_Excerpt to read:_
= Synnovis =

British pathology company

Synnovis, formerly GSTS Pathology and Viapath, is a London-based provider of pathology services. It is a partnership between Guy's and St Thomas' NHS Foundation Trust, King's College Hospital NHS Foundation Trust, and SYNLAB UK & Ireland.

==Services==
Synnovis provides pathology services to the Princess Royal University Hospital, Guy's, St Thomas' and King's College hospitals. The laboratories are accredited with the ISO 15189 medical laboratory standard and are listed by UKAS.

==History==
Synnovis was established under the name of GSTS Pathology in 2009 as a partnership with Serco. It was founded in response to the recommendations in the "Report of the Review of NHS Pathology Services in England" chaired by Lord Carter of Coles, published in 2006. GSTS Pathology posted a £5.9 million loss in 2011 but a £3.8m net profit for the year ending December 2013, up from £300,000 in 2012. Income increased by 6% from £87.6m in 2012 to £92.5m in 2013. In 2014 the majority-owned NHS joint venture rebranded itself Viapath when it merged with Kingspath.

[Point-per-instance localization data]

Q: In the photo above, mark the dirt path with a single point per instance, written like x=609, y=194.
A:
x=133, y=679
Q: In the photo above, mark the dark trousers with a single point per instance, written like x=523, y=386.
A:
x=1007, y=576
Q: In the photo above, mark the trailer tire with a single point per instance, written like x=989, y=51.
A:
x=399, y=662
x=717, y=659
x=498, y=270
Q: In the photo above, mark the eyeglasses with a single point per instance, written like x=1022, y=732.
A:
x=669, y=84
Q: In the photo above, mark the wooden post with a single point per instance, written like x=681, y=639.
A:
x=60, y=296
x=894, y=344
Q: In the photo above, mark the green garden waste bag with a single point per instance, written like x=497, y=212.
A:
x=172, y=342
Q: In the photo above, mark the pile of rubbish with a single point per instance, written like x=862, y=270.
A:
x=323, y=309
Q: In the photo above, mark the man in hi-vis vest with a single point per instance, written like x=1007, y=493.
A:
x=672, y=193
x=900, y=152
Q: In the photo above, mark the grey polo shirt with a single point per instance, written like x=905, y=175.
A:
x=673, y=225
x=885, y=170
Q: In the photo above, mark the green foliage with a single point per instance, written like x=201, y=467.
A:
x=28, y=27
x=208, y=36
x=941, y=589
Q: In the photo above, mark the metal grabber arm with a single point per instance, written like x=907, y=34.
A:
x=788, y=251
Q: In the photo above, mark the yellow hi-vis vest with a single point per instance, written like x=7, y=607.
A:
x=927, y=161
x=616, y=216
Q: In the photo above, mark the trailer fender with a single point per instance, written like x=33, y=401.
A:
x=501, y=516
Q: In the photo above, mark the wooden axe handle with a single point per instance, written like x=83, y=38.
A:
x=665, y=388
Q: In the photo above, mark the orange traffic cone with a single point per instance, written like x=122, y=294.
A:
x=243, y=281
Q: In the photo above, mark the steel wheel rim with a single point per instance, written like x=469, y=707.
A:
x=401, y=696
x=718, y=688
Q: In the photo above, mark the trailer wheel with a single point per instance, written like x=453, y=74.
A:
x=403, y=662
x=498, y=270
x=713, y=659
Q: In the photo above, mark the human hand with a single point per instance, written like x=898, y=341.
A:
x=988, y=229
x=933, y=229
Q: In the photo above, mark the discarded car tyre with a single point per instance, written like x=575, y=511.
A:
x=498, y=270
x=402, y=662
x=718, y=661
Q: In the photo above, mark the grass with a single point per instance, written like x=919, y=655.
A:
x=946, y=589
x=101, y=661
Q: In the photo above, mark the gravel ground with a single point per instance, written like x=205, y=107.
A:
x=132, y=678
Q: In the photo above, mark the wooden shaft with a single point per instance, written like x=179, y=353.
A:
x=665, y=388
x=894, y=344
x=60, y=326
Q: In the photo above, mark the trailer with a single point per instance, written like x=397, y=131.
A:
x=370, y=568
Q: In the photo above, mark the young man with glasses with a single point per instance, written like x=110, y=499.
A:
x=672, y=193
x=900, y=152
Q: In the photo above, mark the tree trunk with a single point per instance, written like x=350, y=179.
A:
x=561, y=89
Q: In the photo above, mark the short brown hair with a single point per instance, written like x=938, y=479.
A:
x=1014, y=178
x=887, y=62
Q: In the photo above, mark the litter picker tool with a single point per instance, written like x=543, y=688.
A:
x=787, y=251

_What to do:_
**A.** In the Synnovis article, turn the paragraph beginning "Synnovis was established under the name of GSTS Pathology" into a short bulleted list that keeps its main facts.
**B.** Go on with the Synnovis article from where it stops.
The items have no role in this work.

_Response list:_
**A.**
- Founded in 2009 as GSTS Pathology, a partnership with Serco
- Created in response to the 2006 "Report of the Review of NHS Pathology Services in England," chaired by Lord Carter of Coles
- Lost £5.9 million in 2011
- Net profit rose from £300,000 in 2012 to £3.8m for the year ending December 2013
- Income grew 6%, from £87.6m in 2012 to £92.5m in 2013
- Rebranded as Viapath in 2014 when it merged with Kingspath

**B.**
In January 2014, Viapath began operating as three different entities: Viapath Group, Viapath Analytics and Viapath Services. Viapath Group enables the provision of an end-to-end pathology service including laboratory testing services, laboratory facilities and equipment, logistics, IT and corporate support services.

In February 2016, Dr. David Bennett, former head of NHS Foundation Trust regulator Monitor, was appointed the new chair of Viapath. In July 2016, Prof. Dominic Harrington won the 'Academy for Healthcare Science award for innovation' at the Advancing Healthcare Awards. He was recognised for his achievement in creating Viapath’s Innovation Academy.

In 2016, response to the government's new Apprenticeship Levy scheme, Viapath partnered with 3aaa Apprenticeships to train apprentices under Viapath's new VIAcademy scheme.

In 2018, in conjunction with the Academy of Healthcare Science, the "Viapath Award For Innovation In Healthcare Science" was created, a category that was open to all UK healthcare scientists. The winners were Jonathan Ashmore and Cormac McGrath, clinical scientists from NHS Highlands and Belfast Health and Social Care Trust for their work on developing an MRI virtual reality app.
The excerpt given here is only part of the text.